>>

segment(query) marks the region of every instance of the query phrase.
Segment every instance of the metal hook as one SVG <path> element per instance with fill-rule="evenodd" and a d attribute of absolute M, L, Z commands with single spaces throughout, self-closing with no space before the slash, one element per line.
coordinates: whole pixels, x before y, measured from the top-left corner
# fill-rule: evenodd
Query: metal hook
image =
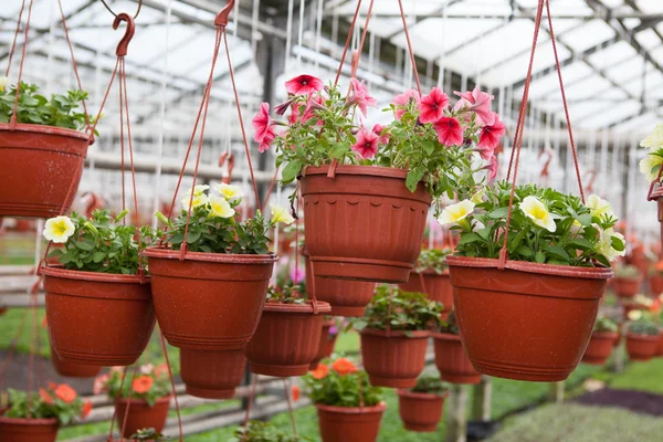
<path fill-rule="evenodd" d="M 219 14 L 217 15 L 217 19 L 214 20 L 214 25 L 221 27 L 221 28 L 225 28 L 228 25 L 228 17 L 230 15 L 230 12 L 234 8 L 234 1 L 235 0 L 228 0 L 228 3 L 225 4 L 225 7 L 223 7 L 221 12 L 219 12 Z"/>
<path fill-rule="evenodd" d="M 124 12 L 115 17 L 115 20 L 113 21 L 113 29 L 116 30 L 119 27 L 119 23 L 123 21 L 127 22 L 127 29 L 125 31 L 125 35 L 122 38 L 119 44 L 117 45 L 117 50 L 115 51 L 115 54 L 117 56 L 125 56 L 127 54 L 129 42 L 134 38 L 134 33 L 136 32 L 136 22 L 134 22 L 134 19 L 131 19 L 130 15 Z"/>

<<
>>

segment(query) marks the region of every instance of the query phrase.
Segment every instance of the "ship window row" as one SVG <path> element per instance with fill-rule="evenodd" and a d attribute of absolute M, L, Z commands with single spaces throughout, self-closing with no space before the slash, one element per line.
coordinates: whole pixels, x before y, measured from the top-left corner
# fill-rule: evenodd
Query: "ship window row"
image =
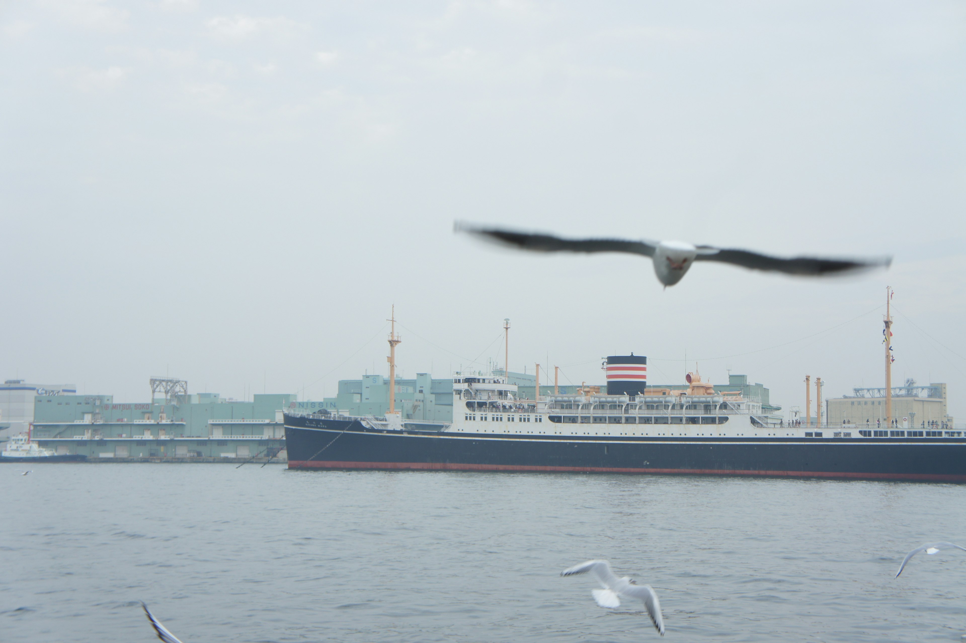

<<

▶ **Exercise instructions**: Which lines of the data above contain the word "metal"? Show each one in full.

▶ **The result**:
Segment every instance of the metal hook as one SVG <path> element per instance with fill-rule="evenodd" and a d attribute of absolute M, L, Z commands with single spaces throughout, self-closing with no space before the slash, one element per line.
Query: metal hook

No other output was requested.